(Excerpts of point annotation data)
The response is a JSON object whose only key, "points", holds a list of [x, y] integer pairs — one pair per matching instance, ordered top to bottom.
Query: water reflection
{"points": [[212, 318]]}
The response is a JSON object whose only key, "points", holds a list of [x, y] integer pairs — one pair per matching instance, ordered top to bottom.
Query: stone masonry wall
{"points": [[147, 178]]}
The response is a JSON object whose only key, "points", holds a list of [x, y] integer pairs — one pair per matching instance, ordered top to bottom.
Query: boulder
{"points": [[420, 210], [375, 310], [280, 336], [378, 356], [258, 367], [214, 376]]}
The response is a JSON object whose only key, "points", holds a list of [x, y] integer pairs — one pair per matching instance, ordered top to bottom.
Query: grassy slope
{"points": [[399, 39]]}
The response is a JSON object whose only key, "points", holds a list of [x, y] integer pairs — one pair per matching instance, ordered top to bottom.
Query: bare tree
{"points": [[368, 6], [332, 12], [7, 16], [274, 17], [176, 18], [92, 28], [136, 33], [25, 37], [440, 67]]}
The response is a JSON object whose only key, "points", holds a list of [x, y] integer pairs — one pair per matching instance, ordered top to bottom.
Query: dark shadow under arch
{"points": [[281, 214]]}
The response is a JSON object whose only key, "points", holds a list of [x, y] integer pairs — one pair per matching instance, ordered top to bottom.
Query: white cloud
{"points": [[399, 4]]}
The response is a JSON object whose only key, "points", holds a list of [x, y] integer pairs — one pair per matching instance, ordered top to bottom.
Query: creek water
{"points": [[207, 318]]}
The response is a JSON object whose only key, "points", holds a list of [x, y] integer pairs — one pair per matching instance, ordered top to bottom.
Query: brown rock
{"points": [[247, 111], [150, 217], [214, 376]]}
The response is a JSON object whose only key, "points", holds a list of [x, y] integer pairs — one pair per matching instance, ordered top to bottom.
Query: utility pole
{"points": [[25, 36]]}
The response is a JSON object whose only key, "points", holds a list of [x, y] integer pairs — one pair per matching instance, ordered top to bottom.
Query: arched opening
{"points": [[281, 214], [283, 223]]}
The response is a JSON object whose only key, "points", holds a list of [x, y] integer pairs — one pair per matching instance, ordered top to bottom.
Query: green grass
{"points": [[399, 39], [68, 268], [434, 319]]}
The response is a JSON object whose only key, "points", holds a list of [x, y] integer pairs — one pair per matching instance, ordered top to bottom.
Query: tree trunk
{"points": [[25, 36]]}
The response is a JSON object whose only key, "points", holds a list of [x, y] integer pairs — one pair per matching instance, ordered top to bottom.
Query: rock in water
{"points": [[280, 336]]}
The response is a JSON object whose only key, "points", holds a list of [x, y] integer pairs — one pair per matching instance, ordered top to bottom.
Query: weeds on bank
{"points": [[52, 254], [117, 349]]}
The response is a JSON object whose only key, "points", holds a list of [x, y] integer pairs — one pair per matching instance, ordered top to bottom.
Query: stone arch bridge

PROBLEM TO WORK ON
Give only the number of lines above that contain the string "rock", counting only matches in the same case.

EXPECTED OUTPUT
2